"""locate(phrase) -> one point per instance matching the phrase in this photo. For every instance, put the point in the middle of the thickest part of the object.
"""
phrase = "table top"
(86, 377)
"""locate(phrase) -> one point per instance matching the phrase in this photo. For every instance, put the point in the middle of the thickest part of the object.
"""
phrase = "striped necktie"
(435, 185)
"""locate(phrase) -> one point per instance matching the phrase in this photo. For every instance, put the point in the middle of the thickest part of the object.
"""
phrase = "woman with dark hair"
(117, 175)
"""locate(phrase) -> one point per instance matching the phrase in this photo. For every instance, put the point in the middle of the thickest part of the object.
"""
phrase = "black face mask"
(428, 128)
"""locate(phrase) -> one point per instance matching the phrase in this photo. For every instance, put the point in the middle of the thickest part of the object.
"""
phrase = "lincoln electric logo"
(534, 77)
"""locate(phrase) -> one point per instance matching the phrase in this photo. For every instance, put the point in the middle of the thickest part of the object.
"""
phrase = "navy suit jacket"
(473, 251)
* * * *
Your objective:
Reproduce all of the records above word for word, without changing anything.

Expected output:
"""locate(phrase) -> one point per instance matching the phrase in this photo. For every instance, put the point in the middle of the thickest part of the object.
"""
phrase = "table top"
(86, 377)
"""locate(phrase) -> one point per instance matching the phrase in this photo. For every instance, put the point in the middle of the thickest part of the object.
"""
phrase = "striped necktie"
(435, 185)
"""locate(phrase) -> one point per instance matching the phrase in this photo. For every instance, put the point in the middle of the thickest part of the object.
"""
phrase = "woman with dark hair"
(117, 175)
"""locate(phrase) -> one point per instance matching the phrase in this photo. For every instance, put the point in the middle of the thickest part of the object.
"""
phrase = "black face mask"
(428, 128)
"""locate(phrase) -> one point per instance matching the phrase in this photo. For every instance, put the point in the middle of the thickest part of the object.
"""
phrase = "lincoln electric logo"
(534, 77)
"""locate(phrase) -> one point per instance matching the phrase in this photo. For every instance, put the point in the middle of the thickest part of the object.
"""
phrase = "navy suit jacket"
(473, 251)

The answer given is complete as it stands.